> [REQUIRED WORK]: Please retype the records that appear below, exactly and in full.

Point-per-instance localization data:
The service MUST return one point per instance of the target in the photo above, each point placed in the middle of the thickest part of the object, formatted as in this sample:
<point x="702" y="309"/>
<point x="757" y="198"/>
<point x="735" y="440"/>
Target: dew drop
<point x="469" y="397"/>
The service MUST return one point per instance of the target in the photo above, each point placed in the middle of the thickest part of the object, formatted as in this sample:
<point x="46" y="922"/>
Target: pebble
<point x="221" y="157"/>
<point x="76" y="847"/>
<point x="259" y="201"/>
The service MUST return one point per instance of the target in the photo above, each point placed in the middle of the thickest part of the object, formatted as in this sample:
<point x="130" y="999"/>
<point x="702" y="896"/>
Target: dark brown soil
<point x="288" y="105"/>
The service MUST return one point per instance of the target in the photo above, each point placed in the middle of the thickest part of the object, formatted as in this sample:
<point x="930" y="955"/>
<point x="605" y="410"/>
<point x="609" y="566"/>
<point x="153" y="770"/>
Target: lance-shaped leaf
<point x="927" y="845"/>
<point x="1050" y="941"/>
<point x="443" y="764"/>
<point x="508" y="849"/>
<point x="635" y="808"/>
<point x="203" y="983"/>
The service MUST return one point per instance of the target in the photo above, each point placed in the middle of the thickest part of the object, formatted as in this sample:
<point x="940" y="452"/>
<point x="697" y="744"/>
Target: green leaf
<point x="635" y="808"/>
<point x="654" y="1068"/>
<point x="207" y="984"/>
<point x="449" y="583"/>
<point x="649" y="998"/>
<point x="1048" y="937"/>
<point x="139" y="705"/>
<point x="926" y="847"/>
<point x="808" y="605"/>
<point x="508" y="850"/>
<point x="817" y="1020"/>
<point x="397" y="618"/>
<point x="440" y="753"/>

> [WRITTEN ANSWER]:
The service MUST return one point per instance of the target in the photo above, each point placed in the middle of the thickest part of the object, formatted as in this sample:
<point x="702" y="309"/>
<point x="757" y="198"/>
<point x="735" y="440"/>
Target: dew drop
<point x="469" y="397"/>
The service MUST return one point per instance of the target in the photo above, each point placed in the middle of the thickest part of the object, formatted as in this sample:
<point x="46" y="922"/>
Target: pebble
<point x="221" y="157"/>
<point x="76" y="847"/>
<point x="259" y="201"/>
The service MUST return one point per instance of the target in the photo above, each point placed in the middle of the thickest part of the object, formatted as in this sample:
<point x="130" y="999"/>
<point x="702" y="896"/>
Target: dark brown soil
<point x="288" y="105"/>
The service MUST return one point per instance of the target in the photo above, each point placed in the middle of the thickest part of the object, formatted as in this sample:
<point x="930" y="955"/>
<point x="605" y="410"/>
<point x="609" y="566"/>
<point x="153" y="770"/>
Target: lance-shaped leaf
<point x="927" y="845"/>
<point x="1050" y="941"/>
<point x="443" y="764"/>
<point x="508" y="849"/>
<point x="635" y="808"/>
<point x="203" y="983"/>
The service MUST return one point per instance of the target in the photo above, each point placed in the middle of the thickest part of the object, formatted as in this sample:
<point x="940" y="452"/>
<point x="697" y="744"/>
Target: green leaf
<point x="635" y="808"/>
<point x="654" y="1068"/>
<point x="207" y="984"/>
<point x="449" y="583"/>
<point x="649" y="998"/>
<point x="1048" y="937"/>
<point x="139" y="705"/>
<point x="926" y="847"/>
<point x="808" y="605"/>
<point x="508" y="850"/>
<point x="817" y="1020"/>
<point x="397" y="618"/>
<point x="440" y="753"/>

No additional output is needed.